What the task asks:
Copy each of the following rows character for character, including every line, without changing anything.

┏━━

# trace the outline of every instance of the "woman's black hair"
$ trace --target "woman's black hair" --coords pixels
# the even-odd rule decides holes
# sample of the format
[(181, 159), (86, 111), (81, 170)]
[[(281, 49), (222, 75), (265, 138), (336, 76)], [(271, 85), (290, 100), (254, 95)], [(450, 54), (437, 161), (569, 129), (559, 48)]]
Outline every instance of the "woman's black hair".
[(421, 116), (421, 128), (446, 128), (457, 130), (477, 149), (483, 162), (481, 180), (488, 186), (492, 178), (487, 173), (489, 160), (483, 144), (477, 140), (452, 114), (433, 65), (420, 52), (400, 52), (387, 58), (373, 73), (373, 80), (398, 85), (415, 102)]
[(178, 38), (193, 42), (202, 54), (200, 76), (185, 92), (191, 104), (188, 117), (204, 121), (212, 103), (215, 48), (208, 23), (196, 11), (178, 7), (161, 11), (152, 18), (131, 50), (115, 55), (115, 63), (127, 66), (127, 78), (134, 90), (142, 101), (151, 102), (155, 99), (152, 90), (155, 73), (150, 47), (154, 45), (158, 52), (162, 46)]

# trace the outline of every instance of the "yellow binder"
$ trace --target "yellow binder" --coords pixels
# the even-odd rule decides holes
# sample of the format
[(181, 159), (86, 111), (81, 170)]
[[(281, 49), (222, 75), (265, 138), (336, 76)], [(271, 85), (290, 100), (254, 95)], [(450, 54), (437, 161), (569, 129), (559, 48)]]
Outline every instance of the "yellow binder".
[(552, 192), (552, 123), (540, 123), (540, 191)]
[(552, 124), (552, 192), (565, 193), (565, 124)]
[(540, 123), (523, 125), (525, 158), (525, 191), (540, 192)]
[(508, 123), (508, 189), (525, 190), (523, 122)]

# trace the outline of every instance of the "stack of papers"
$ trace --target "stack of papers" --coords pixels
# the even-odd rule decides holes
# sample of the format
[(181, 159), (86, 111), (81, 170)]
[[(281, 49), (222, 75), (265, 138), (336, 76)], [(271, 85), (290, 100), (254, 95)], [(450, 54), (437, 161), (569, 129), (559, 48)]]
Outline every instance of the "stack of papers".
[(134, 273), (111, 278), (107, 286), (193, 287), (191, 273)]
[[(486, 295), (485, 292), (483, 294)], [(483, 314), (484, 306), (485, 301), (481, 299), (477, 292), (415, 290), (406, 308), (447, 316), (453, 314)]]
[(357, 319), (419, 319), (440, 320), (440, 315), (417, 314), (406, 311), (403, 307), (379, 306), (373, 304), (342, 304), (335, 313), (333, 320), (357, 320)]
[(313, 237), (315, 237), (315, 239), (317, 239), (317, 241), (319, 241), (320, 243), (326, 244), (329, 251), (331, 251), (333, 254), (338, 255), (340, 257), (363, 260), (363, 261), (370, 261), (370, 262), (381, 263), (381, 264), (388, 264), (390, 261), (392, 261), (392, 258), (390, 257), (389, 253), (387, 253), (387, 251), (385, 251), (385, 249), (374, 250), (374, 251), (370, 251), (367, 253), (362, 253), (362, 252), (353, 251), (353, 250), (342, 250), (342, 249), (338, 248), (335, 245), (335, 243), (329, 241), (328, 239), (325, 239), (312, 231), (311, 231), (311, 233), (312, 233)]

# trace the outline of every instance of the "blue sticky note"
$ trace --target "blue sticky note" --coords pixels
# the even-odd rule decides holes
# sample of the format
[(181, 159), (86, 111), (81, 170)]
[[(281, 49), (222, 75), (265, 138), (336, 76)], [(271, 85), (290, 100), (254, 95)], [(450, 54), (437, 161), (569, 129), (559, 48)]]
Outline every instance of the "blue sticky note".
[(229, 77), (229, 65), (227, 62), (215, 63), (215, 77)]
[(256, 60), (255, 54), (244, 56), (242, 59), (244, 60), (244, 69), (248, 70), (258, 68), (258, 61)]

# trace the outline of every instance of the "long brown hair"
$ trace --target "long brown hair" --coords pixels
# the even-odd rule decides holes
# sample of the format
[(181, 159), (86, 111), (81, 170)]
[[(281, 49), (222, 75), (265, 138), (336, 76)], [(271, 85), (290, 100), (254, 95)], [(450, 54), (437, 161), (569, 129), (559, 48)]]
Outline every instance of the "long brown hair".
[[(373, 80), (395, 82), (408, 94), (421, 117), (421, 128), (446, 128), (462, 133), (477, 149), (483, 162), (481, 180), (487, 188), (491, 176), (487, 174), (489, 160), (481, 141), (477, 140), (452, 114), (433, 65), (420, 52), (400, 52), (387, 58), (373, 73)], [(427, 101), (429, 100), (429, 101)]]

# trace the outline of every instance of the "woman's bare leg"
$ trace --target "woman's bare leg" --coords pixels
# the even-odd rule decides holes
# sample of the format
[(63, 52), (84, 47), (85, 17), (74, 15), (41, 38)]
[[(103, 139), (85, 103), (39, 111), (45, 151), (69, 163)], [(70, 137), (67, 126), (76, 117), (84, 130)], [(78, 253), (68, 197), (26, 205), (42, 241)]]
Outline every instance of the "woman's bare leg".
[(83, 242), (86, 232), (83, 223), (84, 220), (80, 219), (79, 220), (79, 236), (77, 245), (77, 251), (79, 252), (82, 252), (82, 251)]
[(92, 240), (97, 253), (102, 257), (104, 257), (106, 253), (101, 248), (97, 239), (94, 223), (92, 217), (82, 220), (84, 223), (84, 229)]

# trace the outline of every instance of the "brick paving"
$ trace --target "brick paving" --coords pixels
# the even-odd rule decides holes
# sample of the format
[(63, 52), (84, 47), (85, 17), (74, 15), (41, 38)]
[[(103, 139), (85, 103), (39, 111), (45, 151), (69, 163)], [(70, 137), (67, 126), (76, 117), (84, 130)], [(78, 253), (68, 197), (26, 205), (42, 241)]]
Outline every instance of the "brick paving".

┗━━

Result for this task:
# trace the outline of every instance of the "woman's black hair"
$ trace --target "woman's black hair" --coords pixels
# the even-odd rule decides holes
# sample of the format
[(181, 159), (86, 111), (81, 170)]
[[(281, 49), (222, 75), (265, 138), (336, 76)], [(271, 85), (290, 100), (254, 95)], [(450, 54), (437, 161), (569, 129), (559, 48)]]
Outline every instance of the "woman's black hair".
[(421, 116), (421, 128), (446, 128), (457, 130), (477, 149), (483, 162), (481, 180), (488, 186), (492, 178), (487, 173), (489, 160), (483, 144), (477, 140), (452, 114), (433, 65), (420, 52), (400, 52), (387, 58), (373, 73), (373, 80), (398, 85), (415, 102)]
[(178, 38), (193, 42), (202, 54), (200, 76), (185, 92), (191, 104), (188, 117), (204, 121), (212, 103), (215, 48), (208, 23), (196, 11), (178, 7), (161, 11), (152, 18), (131, 50), (115, 55), (115, 63), (127, 66), (127, 78), (134, 90), (142, 101), (151, 102), (155, 99), (152, 90), (155, 73), (150, 47), (154, 45), (158, 52), (162, 46)]

# trace the outline of every instance of the "yellow binder"
$ trace --target "yellow binder" --coords pixels
# the even-odd rule decides holes
# sample of the format
[(181, 159), (86, 111), (81, 170)]
[[(281, 49), (222, 75), (265, 138), (336, 76)], [(271, 85), (290, 100), (254, 95)], [(450, 54), (437, 161), (569, 129), (559, 48)]]
Outline every instance of the "yellow binder".
[(552, 192), (552, 123), (540, 123), (540, 191)]
[(552, 124), (552, 192), (565, 193), (565, 124)]
[(540, 123), (523, 125), (525, 158), (525, 191), (540, 192)]
[(508, 123), (508, 189), (525, 190), (523, 122)]

# trace the outline of every instance of the "stack of papers"
$ trace --target "stack of papers" --coords pixels
# the even-odd rule decides holes
# sample of the format
[(181, 159), (86, 111), (81, 170)]
[[(281, 49), (222, 75), (265, 138), (336, 76)], [(271, 85), (290, 100), (254, 95)], [(450, 54), (437, 161), (569, 129), (559, 48)]]
Outline every instance of the "stack of papers".
[(134, 273), (111, 278), (107, 286), (193, 287), (191, 273)]
[[(486, 295), (485, 292), (483, 294)], [(483, 314), (484, 306), (485, 301), (481, 299), (477, 292), (415, 290), (406, 308), (447, 316), (453, 314)]]
[(357, 319), (419, 319), (440, 320), (440, 315), (417, 314), (406, 311), (403, 307), (379, 306), (373, 304), (342, 304), (335, 313), (333, 320), (357, 320)]
[(313, 237), (315, 237), (315, 239), (317, 239), (317, 241), (319, 241), (320, 243), (326, 244), (329, 251), (331, 251), (333, 254), (338, 255), (340, 257), (363, 260), (363, 261), (370, 261), (370, 262), (381, 263), (381, 264), (388, 264), (390, 261), (392, 261), (392, 258), (390, 257), (389, 253), (387, 253), (387, 251), (385, 251), (385, 249), (374, 250), (374, 251), (370, 251), (367, 253), (362, 253), (362, 252), (353, 251), (353, 250), (342, 250), (342, 249), (338, 248), (335, 245), (335, 243), (329, 241), (328, 239), (325, 239), (312, 231), (311, 231), (311, 233), (312, 233)]

# trace the outline of every instance of the "blue sticky note"
$ trace --target "blue sticky note" --coords pixels
# the even-odd rule decides holes
# sample of the format
[(181, 159), (86, 111), (81, 170)]
[[(281, 49), (222, 75), (265, 138), (336, 76)], [(271, 85), (290, 100), (254, 95)], [(450, 54), (437, 161), (569, 129), (559, 48)]]
Outline every instance of the "blue sticky note".
[(229, 77), (229, 65), (227, 62), (215, 63), (215, 77)]
[(256, 60), (255, 54), (244, 56), (242, 59), (244, 60), (244, 69), (248, 70), (258, 68), (258, 61)]

# trace the outline of every instance of the "long brown hair"
$ trace --target "long brown hair" --coords pixels
# the even-odd rule decides holes
# sample of the format
[(181, 159), (86, 111), (81, 170)]
[[(281, 49), (222, 75), (265, 138), (336, 76)], [(271, 85), (290, 100), (254, 95)], [(450, 54), (437, 161), (569, 129), (559, 48)]]
Outline every instance of the "long brown hair".
[[(373, 80), (395, 82), (408, 94), (421, 117), (421, 128), (446, 128), (462, 133), (477, 149), (483, 162), (481, 180), (487, 188), (491, 176), (487, 174), (489, 160), (481, 141), (477, 140), (452, 114), (433, 65), (420, 52), (400, 52), (387, 58), (373, 73)], [(427, 101), (429, 100), (429, 101)]]

# trace the outline of every instance of the "woman's bare leg"
$ trace --target "woman's bare leg" --coords pixels
# the even-odd rule decides holes
# sample of the format
[(63, 52), (84, 47), (85, 17), (74, 15), (41, 38)]
[[(103, 139), (85, 103), (39, 111), (45, 151), (69, 163)], [(70, 137), (67, 126), (76, 117), (84, 130)], [(78, 253), (68, 197), (26, 205), (42, 241)]]
Outline every instance of the "woman's bare leg".
[(83, 242), (86, 232), (83, 223), (84, 220), (80, 219), (79, 220), (79, 236), (77, 245), (77, 251), (79, 252), (82, 252), (82, 251)]
[(92, 240), (97, 253), (102, 257), (104, 257), (106, 253), (101, 248), (97, 239), (94, 223), (92, 217), (82, 220), (84, 223), (84, 229)]

# trace the outline of every instance of the "brick paving"
$ trace --target "brick paving" --coords pixels
# the even-odd rule decides holes
# sample of the format
[(63, 52), (84, 47), (85, 17), (74, 15), (41, 38)]
[[(103, 139), (85, 103), (39, 111), (45, 151), (69, 163)], [(70, 137), (67, 126), (76, 117), (84, 130)], [(78, 253), (68, 197), (26, 205), (42, 241)]]
Outline every instance of the "brick paving".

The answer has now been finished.